**Set exercise:** Continue the forum post on AMD processors, ARM and heterogeneous computing from the point at which it ends.

**Reading text:**
*-*-*
About the 8C/16T it just doesn't make any sense now for the desktop. What ppl are parroting of propaganda without giving it a second thought is that AMD is a fail because it has low single-thread performance, this counting half of what you point. And now you want the double thread count without any software in the client side able to take real advantage of it !?.. first a very good push to make general apps much more thread aware is undoubtedly necessary (multithreading hardware without software = paper weight in full force)

But happens that BD even the first, was better at multithreading for the same number of threads... don't expect such push for multithreading client software anytime soon from the part of the leader, it just doesn't suit them, and they can have a very great influence (in any direction). Also GPGPU compute power will get at least an order of magnitude improvement than CPU cores alone(can't show in the much more CPU centric Lucmark as example), it seems a lost battle, because intel hasn't been able to stop it(only remains to adopt it, which they are doing), but again this needs software, and in this i think HSA has an upper hand.

2) ARM software is much more clean and less bloated (the ARM ISA helps in this, is a RISC with a memory relaxed model). So they can very well compensate any lack of theoretical max GIPS of FLOPS performance by the software side, meaning you don't feel any sluggishness, matter of fact is as snap fast as any other top system.(performance is dictated by the software... as clear as water... and yes it has relation with benchmark software).

3) I think the power frenzy, even in mobile/portable will loose a good deal of its appeal in the next years, 2 to 3 times more energy density batteries are sprouting out on the market right now, it will not take long before general adoption... then performance and what new or better tricks this worses can do, will get new interests, but in here i see "heterogenous dominate" (from face recog to gesture to speech commands etc etc )

 
i've been thinking about good enough...
the first thing popped into my mind was an hsa enabled arm apu with gcn 2.0/3.0 shaders made by amd on a problem-free process using the usual techs like rcm, hdl, fd-soi (as far as my imagination allows :)) etc. with proper power monitoring and controlling logic and better power gating.
a little more thinking started to show these gaps in the fantasy.
*-*-*
Lines of data:
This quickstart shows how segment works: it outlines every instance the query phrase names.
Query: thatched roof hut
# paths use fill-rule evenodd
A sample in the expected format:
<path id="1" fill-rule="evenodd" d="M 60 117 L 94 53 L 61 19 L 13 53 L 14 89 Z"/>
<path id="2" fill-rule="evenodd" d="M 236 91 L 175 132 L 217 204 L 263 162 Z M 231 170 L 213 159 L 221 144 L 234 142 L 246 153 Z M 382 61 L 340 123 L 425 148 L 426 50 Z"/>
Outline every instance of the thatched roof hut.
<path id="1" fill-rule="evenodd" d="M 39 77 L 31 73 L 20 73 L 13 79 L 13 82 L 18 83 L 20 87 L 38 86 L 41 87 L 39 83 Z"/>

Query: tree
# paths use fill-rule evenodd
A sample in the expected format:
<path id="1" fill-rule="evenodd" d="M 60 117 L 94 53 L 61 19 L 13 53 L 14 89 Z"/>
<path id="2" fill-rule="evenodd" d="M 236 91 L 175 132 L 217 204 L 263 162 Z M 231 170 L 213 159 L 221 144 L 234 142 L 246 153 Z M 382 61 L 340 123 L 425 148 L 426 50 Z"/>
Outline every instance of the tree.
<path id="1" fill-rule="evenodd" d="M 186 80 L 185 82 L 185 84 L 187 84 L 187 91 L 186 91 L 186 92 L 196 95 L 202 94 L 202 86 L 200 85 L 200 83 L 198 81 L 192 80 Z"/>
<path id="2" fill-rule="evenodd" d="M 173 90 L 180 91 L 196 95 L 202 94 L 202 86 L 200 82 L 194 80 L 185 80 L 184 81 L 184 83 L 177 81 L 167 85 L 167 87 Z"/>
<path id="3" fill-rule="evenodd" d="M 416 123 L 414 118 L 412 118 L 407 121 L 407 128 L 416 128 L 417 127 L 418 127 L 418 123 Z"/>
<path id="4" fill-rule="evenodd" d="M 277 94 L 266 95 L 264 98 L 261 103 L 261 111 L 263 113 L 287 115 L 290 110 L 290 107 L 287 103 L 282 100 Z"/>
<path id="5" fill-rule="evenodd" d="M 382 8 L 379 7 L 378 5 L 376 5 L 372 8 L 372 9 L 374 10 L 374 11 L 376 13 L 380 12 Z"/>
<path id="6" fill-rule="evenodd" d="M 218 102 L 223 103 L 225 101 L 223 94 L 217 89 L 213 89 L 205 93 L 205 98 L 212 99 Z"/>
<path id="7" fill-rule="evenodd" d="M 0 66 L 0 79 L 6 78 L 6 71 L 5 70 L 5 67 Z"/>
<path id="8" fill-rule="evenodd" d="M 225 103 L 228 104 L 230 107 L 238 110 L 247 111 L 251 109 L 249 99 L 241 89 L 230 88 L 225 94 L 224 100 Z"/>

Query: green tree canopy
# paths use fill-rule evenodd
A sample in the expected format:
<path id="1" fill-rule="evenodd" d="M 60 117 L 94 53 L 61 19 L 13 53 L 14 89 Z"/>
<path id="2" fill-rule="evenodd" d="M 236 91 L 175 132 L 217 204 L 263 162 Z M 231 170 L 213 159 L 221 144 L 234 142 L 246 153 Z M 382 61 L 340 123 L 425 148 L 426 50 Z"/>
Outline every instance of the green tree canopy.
*-*-*
**Answer below:**
amd doesn't have a working mainstream arm core. yet. but doesn't have it nonetheless. jaguar, otoh, seems perfectly suited despite being x86 arch. so if i imagine the same thing with arm replaced by a jaguar or jaguar-successor core, looks more realistic and less gap-y.
amd is process-bound i.e. they may have a good arch but be hindered by process. i assume something like that happened in 2009 and again with llano (caused to lose apple contract).
apple (or any other high volume arm customer) can monopolize process and lock amd out. i suspect apple might be doing it to nvidia @28-20/14nm but i cannot confirm.
amd's power monitoring and power gating needs work.
[strike]current bd arch seems transistor hungry.[/strike] needs to be tuned to use less transistors, keeping the modularity and semi-customizability intact.
edit:whoops. i am not so sure about this. i was blaming higher power use on linear increase with transistor count.

but when i consider overall good enough, in terms of power efficiency, software ecosystem, device availability, choice of hardwares - arm has been dominating that for a few years now, and resulted in x86 being increasingly cornered.

the rather unethical business practices seem a bit different from intel vs the rest or x86. there's incessant patent-trolling, followed by process monopolizing, passive slandering and massive p.r., locking out popular apps. the recent new trend seem to be restricting different sources ranging from raw materials to socs and other components like display panels.
....
okay it's pretty much the same as intel vs others. it's corporate business... sigh...
what i'm trying to say is that amd might be getting off the x86 pond, but when they swim in the arm sea, they'll be part of a much larger food chain and they need to be close or at the top as much as possible or risk being eaten. figuratively typing.



nothing good.
...
but great news: kaveri exists. in silicon form. and it runs, games and stuff. haven't seen anything official/solid about specs yet. huma, hsa, gcn igpu are pretty much confirmed.
why won't amd just come out and say kaveri has steamroller cores? :S they didn't hide anything about kabini. kaveri's on track for 2013 launch, not sure if it's paper launch or real launch.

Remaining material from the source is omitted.